§ Sezione del testo
La Santa Messa è fonte e culmine di tutta la vita cristiana, anticipo del banchetto celeste dove ci è dato il pegno della Vita futura. Come nella parabola del Vangelo, però, non tutti vi prendono parte o vi assistono in modo degno. Ecco alcune istruzioni e consigli per non sciupare una grazia tanto grande.
Nella sua prima lettera san Giovanni, il Discepolo prediletto del Signore, ci ricorda che l’amore di Dio per noi, fino all’eccesso, deve essere come il modello e la ragione per la quale dobbiamo amare il nostro prossimo: «Da questo abbiamo conosciuto l’amore di Dio: Egli ha dato la sua vita per noi; anche noi dobbiamo dare la nostra vita per i fratelli» (1Gv 3,16). «Vi ho dato l’esempio, perché come ho fatto io, facciate anche voi» (Gv 13,15), ha detto Nostro Signore nella notte durante la quale ha istituito il suo divino Sacrificio. Una pagina del Vangelo di san Luca, poi, offre come un complemento degli insegnamenti della festa del Corpus Domini. San Tommaso ha scelto appunto l’inizio di questa pagina evangelica: «Un uomo diede una gran cena» (Lc 14,16) come responsorio per i Primi Vespri della festa. È commovente la melodia gregoriana di questo responsorio. Nostro Signore paragona il Regno dei cieli a un banchetto, ma gli invitati scortesi ricusano di presentarvisi. La Santa Messa è la prefigurazione, l’anticipo di quel banchetto sacro («sacrum convivium») del Cielo, dove ci è dato il pegno della vita futura («futurae gloriae nobis pignus datur»). Ma purtroppo, tanti cristiani, invitati a quel banchetto sacro, ricusano di andarvi, si mostrano scortesi. Trascurano la Santa Messa, o vi assistono con tanta negligenza, tanta distrazione e fastidio! Ed è veramente un brutto segno, quasi un segno di riprovazione, perché se seguiamo l’insegnamento del divin Maestro, pare che verranno gettati fuori dal Paradiso: «Perché vi dico: nessuno di quelli che erano stati invitati gusterà la mia cena». Parole terribili, dato che sono pronunciate dall’Amore stesso!
Allora, cari fratelli, affinché noi non abbiamo ad esser annoverati tra quegli sciagurati invitati scortesi, vorrei ricordare brevemente l’eccellenza del Sacrificio della Messa, quali sono i suoi frutti e come dobbiamo assistervi.

§ Estratti dei dati
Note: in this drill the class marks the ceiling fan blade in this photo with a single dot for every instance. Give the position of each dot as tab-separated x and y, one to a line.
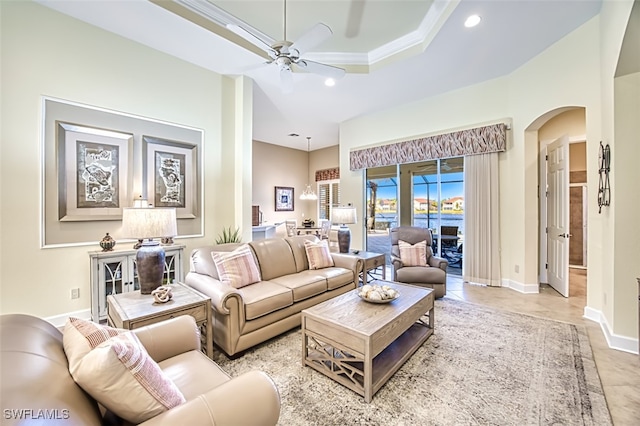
354	18
322	69
313	37
286	80
251	38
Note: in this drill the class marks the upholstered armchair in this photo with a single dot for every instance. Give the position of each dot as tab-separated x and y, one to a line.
413	261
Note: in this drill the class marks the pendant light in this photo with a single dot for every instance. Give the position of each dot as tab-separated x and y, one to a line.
308	193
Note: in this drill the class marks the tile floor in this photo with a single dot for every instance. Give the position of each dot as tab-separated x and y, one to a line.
619	371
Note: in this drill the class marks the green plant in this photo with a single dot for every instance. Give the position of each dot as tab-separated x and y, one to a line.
229	236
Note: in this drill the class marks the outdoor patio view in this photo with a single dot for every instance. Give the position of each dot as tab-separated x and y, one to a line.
428	194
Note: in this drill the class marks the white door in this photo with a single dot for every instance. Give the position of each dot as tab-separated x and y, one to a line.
558	215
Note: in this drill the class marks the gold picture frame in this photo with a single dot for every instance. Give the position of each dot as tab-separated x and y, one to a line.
284	199
93	172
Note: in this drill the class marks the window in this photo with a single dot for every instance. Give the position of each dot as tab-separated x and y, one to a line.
328	197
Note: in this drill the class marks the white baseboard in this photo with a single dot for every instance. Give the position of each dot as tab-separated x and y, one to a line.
60	320
521	287
621	343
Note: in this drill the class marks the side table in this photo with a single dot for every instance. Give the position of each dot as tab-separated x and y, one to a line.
133	310
372	261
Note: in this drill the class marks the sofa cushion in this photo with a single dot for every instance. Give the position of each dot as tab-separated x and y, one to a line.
81	336
318	254
201	258
187	369
297	248
264	297
336	277
413	254
120	374
304	284
274	257
237	268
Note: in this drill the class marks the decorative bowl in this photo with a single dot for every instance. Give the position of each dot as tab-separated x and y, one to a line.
377	293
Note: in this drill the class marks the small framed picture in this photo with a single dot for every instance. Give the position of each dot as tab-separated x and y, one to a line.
284	199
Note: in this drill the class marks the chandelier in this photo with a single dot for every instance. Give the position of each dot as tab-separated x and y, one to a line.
308	193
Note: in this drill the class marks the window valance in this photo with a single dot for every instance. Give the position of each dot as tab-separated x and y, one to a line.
478	140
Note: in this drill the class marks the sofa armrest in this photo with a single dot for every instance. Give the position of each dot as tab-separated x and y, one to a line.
166	339
438	262
396	264
348	262
216	290
228	404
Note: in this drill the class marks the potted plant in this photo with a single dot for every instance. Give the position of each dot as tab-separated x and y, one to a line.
229	236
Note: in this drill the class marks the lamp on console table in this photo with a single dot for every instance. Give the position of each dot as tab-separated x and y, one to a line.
149	223
344	216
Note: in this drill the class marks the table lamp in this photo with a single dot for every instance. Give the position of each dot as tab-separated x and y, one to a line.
149	223
344	216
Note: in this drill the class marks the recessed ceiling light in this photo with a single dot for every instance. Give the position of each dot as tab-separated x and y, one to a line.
472	21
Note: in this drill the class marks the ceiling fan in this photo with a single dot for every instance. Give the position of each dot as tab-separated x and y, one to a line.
287	55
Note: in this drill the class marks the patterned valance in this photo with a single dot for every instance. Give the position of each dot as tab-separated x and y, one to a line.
479	140
328	174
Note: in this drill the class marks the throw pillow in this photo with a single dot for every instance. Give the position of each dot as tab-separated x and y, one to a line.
81	336
318	254
120	375
413	254
237	268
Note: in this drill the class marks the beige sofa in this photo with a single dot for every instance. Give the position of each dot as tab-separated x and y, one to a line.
253	314
37	387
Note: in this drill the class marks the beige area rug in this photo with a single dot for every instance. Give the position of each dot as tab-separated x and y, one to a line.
481	367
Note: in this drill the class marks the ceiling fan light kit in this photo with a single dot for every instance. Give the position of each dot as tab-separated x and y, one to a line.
287	55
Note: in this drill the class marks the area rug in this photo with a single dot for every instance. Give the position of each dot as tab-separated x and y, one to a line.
480	367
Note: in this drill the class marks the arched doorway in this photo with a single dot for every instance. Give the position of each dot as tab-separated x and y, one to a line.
570	123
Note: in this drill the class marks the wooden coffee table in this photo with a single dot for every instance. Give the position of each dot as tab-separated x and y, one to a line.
361	344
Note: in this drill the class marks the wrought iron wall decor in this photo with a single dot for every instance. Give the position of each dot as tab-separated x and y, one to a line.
604	187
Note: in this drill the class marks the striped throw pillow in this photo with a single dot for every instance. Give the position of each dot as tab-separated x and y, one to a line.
237	268
126	380
318	254
413	254
81	336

§ Istruzione scritta A
Indica se ciascuna affermazione concorda con il testo sulla Santa Messa, rispondendo sì o no e riportando alla lettera le parole del testo che lo decidono. (i) Il testo definisce commovente la melodia gregoriana del responsorio. (ii) Nella parabola gli invitati accettano volentieri di presentarsi al banchetto. (iii) Le parole citate da Gv 13,15 furono pronunciate nella notte in cui fu istituito il divino Sacrificio.
§ Istruzione scritta B
Cita, per favore, dal testo sulla Santa Messa il passo che comincia con «La Santa Messa è fonte» e finisce con «grazia tanto grande.».
Per svolgere questi compiti i dati non servono.

§ Risposta attesa A
(i) Sì: «È commovente la melodia gregoriana di questo responsorio.»
(ii) No: «ma gli invitati scortesi ricusano di presentarvisi.»
(iii) Sì: «ha detto Nostro Signore nella notte durante la quale ha istituito il suo divino Sacrificio»

§ Risposta attesa B
La Santa Messa è fonte e culmine di tutta la vita cristiana, anticipo del banchetto celeste dove ci è dato il pegno della Vita futura. Come nella parabola del Vangelo, però, non tutti vi prendono parte o vi assistono in modo degno. Ecco alcune istruzioni e consigli per non sciupare una grazia tanto grande.